ОТРЫВОК ДЛЯ ЧТЕНИЯ:

┏━━

Дневник

Отрывки из Дневника Михаила Носырева, изъятого у него во время ареста и обыска 30 сентября 1943 года.

(1940 год - 24 сентября 1941 года)

Решившись писать эти отрывочные записки, я не ставил своей целью подробное описание жизни моей и поступков, как это делают весьма многие в моем возрасте, но задался целью выяснить сущность и подробные причины моего образа мыслей и моей идеологии, которая является не только для окружающих, но, подчас, и для самого меня непонятной.

Без сомненья, что на развитие и формирование моего образа мыслей имели непосредственное влияние два крупных фактора: 1) воспитание, или, сказать вернее, неполучение систематического воспитания, и 2) это время и политическая обстановка и атмосфера, в которых провожу я свою юность.

Безусловно, что второй фактор имел для меня гораздо большее значение и влияние, нежели первый, ибо нельзя забывать, а в наше время особенно, что устройство жизни личной, прежде всего, зависит от устройства жизни общественной.

Формирование взглядов моих происходило под непосредственным влиянием окружающей меня действительности и уводило в мир недействительный, который я сам пытался создать вокруг себя, и в котором я искал убежища и отдыха от окружающей меня действительности.

И вот, стремясь уйти от действительности, с которой я, конечно, ужиться и смириться никак не мог, я отстал от эпохи предшествующей и не пристал к эпохе настоящей. Да оно так и должно было получиться, ибо со старой эпохой пришлось порвать в силу социально-бытовых сложившихся условий, а с новой эпохой России, эпохой дикого рабства, угнетения бесчеловечного, эпохой страшного морального упадка народа, особенно молодежи, у меня ничего общего быть не может…

По отцу все мои предки — оренбургские казаки. Отец мой Иосиф Тимофеевич Носырев родился в 1882 году в Пречистенской станице, Оренбургской губернии. Детство свое провел частью в родной станице, частью в Оренбурге, где обучался в школе и игре на скрипке. Затем он переезжает в Петербург, где поступает в консерваторию, в класс И.Р.Налбаньдьяна. Для поддержки своего существования он вынужден был играть в Буффе (в театре). От чрезмерной работы на скрипке, будучи на одном из последних курсов консерватории, он получил частичный паралич левой руки. После этого он вынужден был оставить консерваторию и переселился в Уфу. В 1914 году он женился на Надежде Никифоровне Чемодуровой.

┗━━

ЗАДАНИЕ: Куда, согласно отрывку, поступил отец Михаила Носырева в Петербурге и в чей класс? Опирайтесь только на отрывок.

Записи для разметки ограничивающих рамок
┏━━

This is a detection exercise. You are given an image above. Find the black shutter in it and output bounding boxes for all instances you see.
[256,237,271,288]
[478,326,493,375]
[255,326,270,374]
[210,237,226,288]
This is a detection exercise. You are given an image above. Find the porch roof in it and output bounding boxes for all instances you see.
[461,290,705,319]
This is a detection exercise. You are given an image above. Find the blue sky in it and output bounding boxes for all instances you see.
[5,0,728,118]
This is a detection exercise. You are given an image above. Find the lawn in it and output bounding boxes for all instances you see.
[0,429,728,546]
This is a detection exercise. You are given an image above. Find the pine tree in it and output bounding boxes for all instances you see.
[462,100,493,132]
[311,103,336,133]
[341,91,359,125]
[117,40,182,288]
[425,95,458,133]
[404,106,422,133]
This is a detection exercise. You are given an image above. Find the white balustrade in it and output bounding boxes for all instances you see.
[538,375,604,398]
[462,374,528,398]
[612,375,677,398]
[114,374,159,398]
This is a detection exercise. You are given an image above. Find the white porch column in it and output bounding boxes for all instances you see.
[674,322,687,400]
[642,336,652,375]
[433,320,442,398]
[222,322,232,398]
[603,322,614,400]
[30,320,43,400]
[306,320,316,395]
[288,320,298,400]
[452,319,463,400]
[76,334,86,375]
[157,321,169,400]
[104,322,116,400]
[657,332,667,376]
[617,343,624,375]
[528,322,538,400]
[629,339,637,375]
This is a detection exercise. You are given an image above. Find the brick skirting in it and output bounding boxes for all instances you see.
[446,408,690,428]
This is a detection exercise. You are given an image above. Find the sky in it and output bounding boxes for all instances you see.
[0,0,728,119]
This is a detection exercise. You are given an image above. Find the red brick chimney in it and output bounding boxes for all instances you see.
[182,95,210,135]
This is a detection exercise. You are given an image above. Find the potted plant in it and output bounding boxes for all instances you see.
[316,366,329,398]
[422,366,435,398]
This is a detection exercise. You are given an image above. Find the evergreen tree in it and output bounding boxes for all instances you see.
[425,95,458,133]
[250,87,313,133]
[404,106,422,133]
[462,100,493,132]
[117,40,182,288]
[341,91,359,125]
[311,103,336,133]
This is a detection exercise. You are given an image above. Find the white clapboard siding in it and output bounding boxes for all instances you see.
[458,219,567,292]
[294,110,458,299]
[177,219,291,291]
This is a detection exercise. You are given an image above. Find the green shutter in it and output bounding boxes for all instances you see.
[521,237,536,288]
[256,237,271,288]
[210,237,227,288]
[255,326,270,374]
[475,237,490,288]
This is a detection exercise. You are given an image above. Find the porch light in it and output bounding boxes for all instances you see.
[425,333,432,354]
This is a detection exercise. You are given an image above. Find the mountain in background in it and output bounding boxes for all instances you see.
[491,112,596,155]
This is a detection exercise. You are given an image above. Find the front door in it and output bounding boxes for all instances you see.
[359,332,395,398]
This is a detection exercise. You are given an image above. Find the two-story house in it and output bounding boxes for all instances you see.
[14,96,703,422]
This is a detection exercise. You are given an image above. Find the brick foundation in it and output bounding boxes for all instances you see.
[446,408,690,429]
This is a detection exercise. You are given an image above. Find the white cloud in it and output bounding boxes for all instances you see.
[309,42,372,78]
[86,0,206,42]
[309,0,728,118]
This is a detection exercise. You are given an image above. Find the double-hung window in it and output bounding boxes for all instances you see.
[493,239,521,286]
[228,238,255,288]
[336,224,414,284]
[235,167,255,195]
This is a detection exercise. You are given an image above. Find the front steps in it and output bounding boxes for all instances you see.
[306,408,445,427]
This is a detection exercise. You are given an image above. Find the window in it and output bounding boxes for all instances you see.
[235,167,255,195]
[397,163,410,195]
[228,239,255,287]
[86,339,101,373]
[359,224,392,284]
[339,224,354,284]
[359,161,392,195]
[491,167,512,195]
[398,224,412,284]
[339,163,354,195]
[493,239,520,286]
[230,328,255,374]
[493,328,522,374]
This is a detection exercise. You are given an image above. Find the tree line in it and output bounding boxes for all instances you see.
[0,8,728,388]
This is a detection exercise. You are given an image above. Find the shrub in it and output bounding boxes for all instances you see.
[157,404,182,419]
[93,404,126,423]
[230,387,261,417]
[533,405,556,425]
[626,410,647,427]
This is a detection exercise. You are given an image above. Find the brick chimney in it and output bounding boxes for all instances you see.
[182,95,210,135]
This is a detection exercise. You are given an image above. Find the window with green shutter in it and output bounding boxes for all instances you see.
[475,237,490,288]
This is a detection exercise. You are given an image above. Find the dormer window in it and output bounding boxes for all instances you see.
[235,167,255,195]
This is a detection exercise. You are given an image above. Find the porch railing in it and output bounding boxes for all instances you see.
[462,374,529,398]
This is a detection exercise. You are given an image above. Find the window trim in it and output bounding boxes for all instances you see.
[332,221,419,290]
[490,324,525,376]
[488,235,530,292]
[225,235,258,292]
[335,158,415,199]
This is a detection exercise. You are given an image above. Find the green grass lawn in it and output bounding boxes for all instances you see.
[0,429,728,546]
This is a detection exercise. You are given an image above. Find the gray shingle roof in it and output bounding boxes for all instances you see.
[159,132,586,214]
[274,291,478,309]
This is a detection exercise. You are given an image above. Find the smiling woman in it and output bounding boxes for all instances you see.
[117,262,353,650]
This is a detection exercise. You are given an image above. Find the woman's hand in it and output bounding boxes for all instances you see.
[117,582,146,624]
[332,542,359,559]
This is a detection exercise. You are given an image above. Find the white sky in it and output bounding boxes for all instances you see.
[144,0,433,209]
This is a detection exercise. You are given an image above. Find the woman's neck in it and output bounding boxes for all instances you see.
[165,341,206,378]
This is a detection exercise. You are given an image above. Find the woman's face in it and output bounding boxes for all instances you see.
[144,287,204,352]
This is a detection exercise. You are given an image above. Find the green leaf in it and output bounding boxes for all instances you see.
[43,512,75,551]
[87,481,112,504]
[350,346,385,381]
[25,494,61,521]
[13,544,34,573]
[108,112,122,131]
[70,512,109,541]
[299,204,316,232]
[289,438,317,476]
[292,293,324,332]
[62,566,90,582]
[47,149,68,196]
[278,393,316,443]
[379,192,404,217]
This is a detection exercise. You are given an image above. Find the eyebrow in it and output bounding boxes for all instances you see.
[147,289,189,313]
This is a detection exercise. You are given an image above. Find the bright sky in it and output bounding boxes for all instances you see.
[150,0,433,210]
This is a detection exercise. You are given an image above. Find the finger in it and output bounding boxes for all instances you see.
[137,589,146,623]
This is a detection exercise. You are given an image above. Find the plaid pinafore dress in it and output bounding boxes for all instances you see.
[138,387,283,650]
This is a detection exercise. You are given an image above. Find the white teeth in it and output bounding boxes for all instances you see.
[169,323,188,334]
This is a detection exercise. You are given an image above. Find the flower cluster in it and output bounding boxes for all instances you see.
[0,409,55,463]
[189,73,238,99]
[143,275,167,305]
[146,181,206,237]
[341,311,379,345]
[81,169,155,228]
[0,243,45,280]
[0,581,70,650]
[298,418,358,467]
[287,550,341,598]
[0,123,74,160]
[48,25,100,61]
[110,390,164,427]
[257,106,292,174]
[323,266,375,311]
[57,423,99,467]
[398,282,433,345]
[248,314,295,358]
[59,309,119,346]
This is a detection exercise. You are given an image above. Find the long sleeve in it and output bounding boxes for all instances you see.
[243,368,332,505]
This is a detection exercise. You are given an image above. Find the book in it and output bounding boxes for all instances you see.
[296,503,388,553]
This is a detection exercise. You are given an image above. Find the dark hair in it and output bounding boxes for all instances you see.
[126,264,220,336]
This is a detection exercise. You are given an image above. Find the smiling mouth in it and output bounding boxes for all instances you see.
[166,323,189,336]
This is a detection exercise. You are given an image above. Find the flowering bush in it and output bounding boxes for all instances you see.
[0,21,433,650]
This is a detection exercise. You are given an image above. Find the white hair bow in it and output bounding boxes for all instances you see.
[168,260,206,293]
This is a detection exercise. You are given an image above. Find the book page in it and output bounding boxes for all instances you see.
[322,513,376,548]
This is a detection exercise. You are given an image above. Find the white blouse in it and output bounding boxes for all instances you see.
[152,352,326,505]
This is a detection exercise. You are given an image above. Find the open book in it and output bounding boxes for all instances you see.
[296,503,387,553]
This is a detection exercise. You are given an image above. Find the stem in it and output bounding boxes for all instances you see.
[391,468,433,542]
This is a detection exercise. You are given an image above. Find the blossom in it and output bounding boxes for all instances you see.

┗━━

ОТВЕТ НА ЗАДАНИЕ: В консерваторию, в класс И.Р.Налбаньдьяна.